**STATED EXERCISE:**
Copy the records word for word, from the line containing "Bet you can't find dark" through the end of the records.

**Items listed in a dataset:**
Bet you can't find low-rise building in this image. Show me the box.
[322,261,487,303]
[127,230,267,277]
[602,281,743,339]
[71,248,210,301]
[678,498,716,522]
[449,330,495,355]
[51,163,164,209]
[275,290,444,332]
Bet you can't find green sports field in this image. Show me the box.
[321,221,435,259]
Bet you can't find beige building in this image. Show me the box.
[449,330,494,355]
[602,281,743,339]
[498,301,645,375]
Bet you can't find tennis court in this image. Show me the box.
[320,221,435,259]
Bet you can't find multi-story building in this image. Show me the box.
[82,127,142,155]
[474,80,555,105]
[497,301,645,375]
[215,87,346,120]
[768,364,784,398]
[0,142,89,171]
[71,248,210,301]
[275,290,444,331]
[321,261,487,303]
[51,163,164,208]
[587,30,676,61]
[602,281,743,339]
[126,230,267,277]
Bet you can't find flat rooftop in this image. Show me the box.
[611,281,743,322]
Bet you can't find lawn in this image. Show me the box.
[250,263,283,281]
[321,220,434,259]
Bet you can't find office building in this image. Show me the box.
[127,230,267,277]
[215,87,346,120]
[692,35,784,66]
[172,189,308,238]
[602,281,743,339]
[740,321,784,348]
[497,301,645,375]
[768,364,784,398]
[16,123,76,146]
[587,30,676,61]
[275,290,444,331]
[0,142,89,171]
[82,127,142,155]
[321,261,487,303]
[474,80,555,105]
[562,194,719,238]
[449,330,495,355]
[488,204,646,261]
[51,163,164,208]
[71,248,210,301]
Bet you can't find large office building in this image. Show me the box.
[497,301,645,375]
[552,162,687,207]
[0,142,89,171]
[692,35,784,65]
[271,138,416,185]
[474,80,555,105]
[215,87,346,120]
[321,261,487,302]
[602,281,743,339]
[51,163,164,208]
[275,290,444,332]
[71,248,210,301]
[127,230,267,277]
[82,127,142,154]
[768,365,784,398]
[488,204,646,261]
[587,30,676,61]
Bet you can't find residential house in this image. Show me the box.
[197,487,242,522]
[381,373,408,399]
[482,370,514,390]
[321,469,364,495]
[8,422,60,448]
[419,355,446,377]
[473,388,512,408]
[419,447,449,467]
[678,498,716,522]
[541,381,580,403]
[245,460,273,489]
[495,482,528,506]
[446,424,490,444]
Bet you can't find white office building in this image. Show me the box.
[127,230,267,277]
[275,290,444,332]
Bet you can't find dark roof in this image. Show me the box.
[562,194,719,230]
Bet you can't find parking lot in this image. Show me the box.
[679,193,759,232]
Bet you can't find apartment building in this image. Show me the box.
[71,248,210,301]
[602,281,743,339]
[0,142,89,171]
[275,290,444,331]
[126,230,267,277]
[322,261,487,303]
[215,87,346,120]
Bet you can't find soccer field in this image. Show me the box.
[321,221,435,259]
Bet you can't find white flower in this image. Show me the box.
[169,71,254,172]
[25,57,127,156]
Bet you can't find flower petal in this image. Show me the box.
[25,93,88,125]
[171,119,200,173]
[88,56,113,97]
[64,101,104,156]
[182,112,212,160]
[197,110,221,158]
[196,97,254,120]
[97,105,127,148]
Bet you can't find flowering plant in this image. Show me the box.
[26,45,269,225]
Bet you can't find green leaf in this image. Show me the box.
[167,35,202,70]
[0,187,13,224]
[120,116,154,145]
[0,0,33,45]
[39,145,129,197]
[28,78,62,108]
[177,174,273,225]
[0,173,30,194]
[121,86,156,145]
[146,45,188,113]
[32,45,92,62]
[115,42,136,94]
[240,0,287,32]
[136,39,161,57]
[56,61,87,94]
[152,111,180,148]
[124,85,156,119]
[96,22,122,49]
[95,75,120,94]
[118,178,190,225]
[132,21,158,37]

**ANSWER:**
Bet you can't find dark roof in this image. Show me the box.
[562,194,719,230]
Bet you can't find parking lot in this image. Show me the box.
[679,193,759,232]
Bet you can't find apartment building in this image. Show me the box.
[71,248,210,301]
[602,281,743,339]
[0,142,89,171]
[275,290,444,331]
[126,230,267,277]
[322,261,487,303]
[215,87,346,120]
Bet you can't find soccer field in this image. Show me the box.
[321,221,435,259]
Bet you can't find white flower in this image. Show me the box.
[169,71,254,172]
[25,57,127,156]
Bet you can't find flower petal in this image. Show me the box.
[25,93,88,125]
[171,119,200,173]
[88,56,113,97]
[64,101,104,156]
[182,112,212,160]
[197,110,221,158]
[196,97,254,120]
[97,105,127,148]
Bet you can't find flowering plant in this image. Show me the box.
[26,45,269,225]
Bet you can't find green leaf in this image. Show me the box.
[167,35,202,70]
[0,187,13,224]
[120,116,154,145]
[0,0,33,45]
[39,145,129,197]
[28,78,62,108]
[177,174,273,225]
[0,173,30,194]
[121,86,156,145]
[146,45,188,113]
[32,45,92,62]
[115,42,136,94]
[240,0,287,32]
[136,39,161,57]
[56,61,87,94]
[152,111,180,148]
[124,85,156,119]
[96,22,122,49]
[95,75,120,94]
[118,178,190,225]
[132,21,158,37]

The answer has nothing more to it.